§ **Work to complete**
Copy every line of the records that includes the word "small".

§ **Supplied material**

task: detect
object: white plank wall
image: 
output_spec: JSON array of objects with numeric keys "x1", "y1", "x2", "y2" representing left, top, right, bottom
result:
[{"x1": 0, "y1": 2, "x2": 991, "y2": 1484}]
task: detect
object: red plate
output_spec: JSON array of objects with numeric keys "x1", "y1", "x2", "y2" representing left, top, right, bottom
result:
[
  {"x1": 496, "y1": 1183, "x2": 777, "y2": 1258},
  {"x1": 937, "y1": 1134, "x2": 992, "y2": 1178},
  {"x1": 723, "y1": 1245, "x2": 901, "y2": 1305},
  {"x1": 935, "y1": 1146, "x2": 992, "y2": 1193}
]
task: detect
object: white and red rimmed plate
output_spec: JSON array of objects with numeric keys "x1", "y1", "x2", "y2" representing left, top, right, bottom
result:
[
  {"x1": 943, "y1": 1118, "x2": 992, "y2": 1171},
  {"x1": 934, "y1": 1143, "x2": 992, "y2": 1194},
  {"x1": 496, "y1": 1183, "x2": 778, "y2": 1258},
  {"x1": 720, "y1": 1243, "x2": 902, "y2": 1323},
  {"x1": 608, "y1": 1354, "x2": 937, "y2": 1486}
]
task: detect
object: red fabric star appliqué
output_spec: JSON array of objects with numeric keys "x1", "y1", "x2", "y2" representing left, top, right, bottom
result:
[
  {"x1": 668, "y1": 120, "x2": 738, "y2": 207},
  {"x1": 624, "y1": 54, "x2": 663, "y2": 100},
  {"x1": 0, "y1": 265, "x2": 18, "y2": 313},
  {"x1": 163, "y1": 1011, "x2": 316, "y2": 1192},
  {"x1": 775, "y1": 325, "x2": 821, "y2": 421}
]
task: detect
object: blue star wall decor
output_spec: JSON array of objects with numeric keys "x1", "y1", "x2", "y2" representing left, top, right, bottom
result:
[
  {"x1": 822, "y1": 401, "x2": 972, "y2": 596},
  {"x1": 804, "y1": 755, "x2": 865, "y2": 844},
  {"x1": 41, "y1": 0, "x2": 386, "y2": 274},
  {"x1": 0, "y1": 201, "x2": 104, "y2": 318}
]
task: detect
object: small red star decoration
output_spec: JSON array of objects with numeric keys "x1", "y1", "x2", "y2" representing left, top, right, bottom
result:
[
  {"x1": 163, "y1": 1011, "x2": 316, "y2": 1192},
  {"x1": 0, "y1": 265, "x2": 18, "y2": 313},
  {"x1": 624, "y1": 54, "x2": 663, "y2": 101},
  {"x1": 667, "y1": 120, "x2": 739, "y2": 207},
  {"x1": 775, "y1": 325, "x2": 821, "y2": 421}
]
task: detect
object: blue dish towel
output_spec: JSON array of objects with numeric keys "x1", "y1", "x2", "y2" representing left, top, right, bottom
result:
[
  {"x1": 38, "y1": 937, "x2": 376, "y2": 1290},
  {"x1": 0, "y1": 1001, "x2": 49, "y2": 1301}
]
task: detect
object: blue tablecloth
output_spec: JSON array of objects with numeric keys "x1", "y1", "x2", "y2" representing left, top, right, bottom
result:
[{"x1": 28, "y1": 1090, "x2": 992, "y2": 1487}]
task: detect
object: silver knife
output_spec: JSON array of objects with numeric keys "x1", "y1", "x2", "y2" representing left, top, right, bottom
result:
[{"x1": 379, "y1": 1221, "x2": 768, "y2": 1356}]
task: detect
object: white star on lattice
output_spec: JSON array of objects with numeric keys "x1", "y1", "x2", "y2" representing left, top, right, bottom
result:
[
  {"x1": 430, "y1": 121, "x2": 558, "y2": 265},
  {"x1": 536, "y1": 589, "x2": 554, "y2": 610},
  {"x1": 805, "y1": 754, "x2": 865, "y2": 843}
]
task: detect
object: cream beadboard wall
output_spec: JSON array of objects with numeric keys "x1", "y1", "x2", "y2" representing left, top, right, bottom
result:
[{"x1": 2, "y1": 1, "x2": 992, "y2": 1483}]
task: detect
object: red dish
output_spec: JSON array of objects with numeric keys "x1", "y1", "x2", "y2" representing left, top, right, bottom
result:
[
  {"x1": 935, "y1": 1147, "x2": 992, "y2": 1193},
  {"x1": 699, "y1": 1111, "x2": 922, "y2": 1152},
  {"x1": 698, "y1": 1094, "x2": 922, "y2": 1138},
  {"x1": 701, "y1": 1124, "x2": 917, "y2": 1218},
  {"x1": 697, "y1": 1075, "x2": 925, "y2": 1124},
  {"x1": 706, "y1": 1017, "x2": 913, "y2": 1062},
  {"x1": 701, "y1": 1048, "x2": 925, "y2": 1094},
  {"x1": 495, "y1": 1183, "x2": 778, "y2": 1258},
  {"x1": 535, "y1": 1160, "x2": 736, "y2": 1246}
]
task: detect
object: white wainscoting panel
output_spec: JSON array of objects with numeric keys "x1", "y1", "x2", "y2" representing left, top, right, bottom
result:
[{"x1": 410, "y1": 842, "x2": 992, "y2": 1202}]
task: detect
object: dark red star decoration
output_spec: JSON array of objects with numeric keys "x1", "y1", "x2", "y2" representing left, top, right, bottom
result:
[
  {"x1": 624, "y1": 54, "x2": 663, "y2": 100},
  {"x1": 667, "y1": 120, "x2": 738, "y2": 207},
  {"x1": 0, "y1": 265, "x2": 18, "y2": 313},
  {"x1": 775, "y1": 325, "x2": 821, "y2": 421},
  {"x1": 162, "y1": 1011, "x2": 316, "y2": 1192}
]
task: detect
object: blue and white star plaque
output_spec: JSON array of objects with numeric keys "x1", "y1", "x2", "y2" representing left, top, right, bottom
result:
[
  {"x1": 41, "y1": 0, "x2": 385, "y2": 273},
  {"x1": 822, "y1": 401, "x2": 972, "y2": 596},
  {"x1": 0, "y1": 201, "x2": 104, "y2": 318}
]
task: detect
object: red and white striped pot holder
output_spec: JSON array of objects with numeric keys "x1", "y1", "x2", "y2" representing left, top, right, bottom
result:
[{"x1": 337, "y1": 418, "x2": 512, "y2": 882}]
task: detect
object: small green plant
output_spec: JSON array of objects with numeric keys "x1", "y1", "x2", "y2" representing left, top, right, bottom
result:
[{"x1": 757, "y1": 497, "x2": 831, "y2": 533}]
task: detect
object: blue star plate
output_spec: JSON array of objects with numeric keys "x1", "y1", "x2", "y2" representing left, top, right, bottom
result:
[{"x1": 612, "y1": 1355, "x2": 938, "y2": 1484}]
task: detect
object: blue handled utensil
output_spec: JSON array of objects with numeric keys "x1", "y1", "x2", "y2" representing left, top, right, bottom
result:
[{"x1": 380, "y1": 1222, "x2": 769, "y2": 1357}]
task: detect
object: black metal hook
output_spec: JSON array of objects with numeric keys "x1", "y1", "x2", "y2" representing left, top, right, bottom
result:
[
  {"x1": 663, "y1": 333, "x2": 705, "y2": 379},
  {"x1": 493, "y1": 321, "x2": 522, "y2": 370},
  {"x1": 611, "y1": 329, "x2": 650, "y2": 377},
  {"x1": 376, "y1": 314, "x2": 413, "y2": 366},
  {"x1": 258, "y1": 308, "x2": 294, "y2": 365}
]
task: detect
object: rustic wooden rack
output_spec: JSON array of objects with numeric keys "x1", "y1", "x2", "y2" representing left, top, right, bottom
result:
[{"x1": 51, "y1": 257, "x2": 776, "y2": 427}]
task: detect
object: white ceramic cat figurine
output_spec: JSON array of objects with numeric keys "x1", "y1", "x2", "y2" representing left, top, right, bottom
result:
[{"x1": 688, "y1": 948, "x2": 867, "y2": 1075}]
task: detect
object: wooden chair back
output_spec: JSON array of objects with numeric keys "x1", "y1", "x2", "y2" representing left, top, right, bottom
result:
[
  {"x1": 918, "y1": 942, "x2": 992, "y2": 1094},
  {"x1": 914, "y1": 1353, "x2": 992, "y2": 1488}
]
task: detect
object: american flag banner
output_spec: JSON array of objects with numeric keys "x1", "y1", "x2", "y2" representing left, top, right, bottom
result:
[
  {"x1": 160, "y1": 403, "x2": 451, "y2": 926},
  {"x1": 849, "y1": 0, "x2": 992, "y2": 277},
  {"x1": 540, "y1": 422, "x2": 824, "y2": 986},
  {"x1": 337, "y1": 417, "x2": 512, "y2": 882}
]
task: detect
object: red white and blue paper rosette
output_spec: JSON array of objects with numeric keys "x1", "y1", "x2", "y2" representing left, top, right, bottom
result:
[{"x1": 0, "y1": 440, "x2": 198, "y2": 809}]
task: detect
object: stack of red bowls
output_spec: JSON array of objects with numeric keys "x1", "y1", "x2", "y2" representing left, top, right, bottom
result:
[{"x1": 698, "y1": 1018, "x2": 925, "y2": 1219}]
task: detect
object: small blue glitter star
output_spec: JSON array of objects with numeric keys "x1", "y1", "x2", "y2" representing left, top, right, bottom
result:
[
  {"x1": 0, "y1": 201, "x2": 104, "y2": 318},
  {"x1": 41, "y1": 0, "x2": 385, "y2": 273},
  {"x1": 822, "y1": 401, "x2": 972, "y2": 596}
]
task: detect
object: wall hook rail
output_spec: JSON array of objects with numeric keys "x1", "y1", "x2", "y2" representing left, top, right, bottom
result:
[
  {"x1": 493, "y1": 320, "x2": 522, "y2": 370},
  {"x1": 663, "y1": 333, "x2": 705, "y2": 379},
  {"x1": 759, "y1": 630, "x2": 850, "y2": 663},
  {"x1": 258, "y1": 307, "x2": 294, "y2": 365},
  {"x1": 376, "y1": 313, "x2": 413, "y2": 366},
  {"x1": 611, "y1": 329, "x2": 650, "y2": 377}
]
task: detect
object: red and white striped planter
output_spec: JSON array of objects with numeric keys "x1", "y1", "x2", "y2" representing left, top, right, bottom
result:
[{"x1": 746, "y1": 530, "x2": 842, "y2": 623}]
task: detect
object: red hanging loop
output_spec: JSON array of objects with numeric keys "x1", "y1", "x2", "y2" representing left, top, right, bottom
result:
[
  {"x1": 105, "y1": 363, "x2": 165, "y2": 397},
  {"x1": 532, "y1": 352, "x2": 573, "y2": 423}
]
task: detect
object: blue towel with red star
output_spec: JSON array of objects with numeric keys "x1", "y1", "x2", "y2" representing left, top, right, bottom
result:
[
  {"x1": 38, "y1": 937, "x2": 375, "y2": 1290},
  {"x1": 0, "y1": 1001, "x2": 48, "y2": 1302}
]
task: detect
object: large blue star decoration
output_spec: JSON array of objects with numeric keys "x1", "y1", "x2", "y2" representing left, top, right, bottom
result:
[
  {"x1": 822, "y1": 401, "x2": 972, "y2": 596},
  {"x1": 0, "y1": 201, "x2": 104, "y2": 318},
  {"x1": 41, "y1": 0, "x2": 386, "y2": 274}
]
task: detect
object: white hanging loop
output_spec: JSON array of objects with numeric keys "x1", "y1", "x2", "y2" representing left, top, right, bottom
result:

§ **Output of the exercise**
object: small red star decoration
object: small green plant
object: small blue glitter star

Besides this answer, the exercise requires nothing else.